● Extracted text
▽
This directory mentions Wodehouse’s father Henry Ernest Wodehouse 1845–1929 who was a British judge in Hong Kong, listing him as Lord Wodehouse, Under Secretary of State for Foreign Affairs. This Directory listed this particular Government list as it was so well represented with homeopathic supporters, including William Gladstone, Henry Palmerston, and mention is also made here of Prince Albert.

Despite the political and social upheavals that occurred during his life, much of which was spent in France and the United States, Pelham Grenville Wodehouse’s main canvas remained that of prewar English upper-class society, reflecting his birth, education, and youthful writing career.

An acknowledged master of English prose, Pelham Grenville Wodehouse has been admired both by contemporaries such as Hilaire Belloc, Evelyn Waugh and Rudyard Kipling and by modern writers such as Douglas Adams, Salman Rushdie and Terry Pratchett. Sean O’Casey famously called him “English literature’s performing flea”, a description that Wodehouse used as the title of a collection of his letters to a friend, Bill Townend.
△
● Directions
Continue the passage about P. G. Wodehouse from its last sentence.

● Supplied data
▽
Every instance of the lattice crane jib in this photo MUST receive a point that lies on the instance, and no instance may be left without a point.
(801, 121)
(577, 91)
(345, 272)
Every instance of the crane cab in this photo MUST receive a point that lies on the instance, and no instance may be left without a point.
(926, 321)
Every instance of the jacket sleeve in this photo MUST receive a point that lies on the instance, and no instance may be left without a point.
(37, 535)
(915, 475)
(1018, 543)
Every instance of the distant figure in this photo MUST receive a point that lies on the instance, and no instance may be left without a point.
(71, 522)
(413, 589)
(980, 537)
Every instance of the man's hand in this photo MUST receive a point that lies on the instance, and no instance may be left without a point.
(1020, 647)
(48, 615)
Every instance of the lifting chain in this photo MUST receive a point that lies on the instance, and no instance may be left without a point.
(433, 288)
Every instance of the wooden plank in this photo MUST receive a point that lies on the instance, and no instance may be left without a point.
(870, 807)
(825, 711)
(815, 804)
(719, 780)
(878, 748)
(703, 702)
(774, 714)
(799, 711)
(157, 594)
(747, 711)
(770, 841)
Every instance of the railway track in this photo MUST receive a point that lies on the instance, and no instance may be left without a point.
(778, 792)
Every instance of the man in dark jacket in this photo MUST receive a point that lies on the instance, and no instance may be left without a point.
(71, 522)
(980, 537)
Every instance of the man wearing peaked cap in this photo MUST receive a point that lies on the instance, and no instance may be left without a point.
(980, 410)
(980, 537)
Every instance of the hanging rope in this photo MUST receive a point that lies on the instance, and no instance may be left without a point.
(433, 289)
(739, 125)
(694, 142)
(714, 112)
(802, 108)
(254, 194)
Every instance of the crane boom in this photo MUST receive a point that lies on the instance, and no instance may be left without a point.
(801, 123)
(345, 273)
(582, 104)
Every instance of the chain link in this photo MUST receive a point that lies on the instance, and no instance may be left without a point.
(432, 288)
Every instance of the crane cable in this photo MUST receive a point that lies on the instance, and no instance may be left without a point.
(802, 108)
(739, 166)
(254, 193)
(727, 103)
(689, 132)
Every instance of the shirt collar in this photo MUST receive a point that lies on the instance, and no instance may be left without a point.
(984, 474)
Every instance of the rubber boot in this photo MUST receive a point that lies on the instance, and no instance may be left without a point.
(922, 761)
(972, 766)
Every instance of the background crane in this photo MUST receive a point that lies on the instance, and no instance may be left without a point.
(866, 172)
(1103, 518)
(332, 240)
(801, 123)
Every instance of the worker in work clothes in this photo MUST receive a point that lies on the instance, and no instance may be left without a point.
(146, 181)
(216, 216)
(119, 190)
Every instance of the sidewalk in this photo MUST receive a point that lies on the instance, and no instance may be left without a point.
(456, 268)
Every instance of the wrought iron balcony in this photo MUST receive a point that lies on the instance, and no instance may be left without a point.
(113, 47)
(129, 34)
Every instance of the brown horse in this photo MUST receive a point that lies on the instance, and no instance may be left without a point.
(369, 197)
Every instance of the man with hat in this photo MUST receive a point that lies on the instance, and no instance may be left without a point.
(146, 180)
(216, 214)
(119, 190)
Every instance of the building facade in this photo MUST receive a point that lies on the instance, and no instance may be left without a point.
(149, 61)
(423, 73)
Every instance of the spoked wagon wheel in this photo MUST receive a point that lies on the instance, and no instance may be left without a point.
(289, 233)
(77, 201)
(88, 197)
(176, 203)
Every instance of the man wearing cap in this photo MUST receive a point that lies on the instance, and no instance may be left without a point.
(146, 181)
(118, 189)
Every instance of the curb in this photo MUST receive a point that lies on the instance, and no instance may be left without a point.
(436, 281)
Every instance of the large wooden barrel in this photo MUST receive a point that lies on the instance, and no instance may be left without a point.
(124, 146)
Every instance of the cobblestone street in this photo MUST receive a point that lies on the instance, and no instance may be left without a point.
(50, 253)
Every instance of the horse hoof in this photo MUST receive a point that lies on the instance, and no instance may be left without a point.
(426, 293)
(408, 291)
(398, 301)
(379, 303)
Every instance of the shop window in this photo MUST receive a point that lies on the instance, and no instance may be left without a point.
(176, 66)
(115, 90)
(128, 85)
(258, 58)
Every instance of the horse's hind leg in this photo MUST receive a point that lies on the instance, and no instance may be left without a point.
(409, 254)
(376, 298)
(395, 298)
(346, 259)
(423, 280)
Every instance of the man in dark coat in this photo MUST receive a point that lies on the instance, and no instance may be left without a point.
△
● Written answer
Best known today for the Jeeves and Blandings Castle novels and short stories, Pelham Grenville Wodehouse was also a talented playwright and lyricist who was part author and writer of fifteen plays and of 250 lyrics for some thirty musical comedies.

He worked with Cole Porter on the musical Anything Goes (1934) and frequently collaborated with Jerome Kern and Guy Bolton. He wrote the lyrics for the hit song “Bill” in Kern’s Show Boat (1927), wrote the lyrics for the Gershwin - Romberg musical Rosalie (1928), and collaborated with Rudolf Friml on a musical version of The Three Musketeers (1928)…

Wodehouse, called “Plum” by most family and friends, was born prematurely to Eleanor Wodehouse (née Deane) whilst she was visiting Guildford. His father Henry Ernest Wodehouse was a British judge in Hong Kong.

The Wodehouse family had been settled in Norfolk for many centuries. Pelham Grenville Wodehouse’s great-grandfather Reverend Philip Wodehouse was the second son of Sir Armine Wodehouse, 5th Baronet, whose eldest son John Wodehouse, 1st Baron Wodehouse, was the ancestor of the Earls of Kimberley. His godfather was Pelham von Donop after whom he was named.

When he was just 3 years old, Pelham Grenville Wodehouse was brought back to England and placed in the care of a nanny. He attended various boarding schools and, between the ages of three and 15 years, saw his parents for barely 6 months in total. Pelham Grenville Wodehouse grew very close to his brother, who shared his love for art. Pelham Grenville Wodehouse filled the voids in his life by writing relentlessly.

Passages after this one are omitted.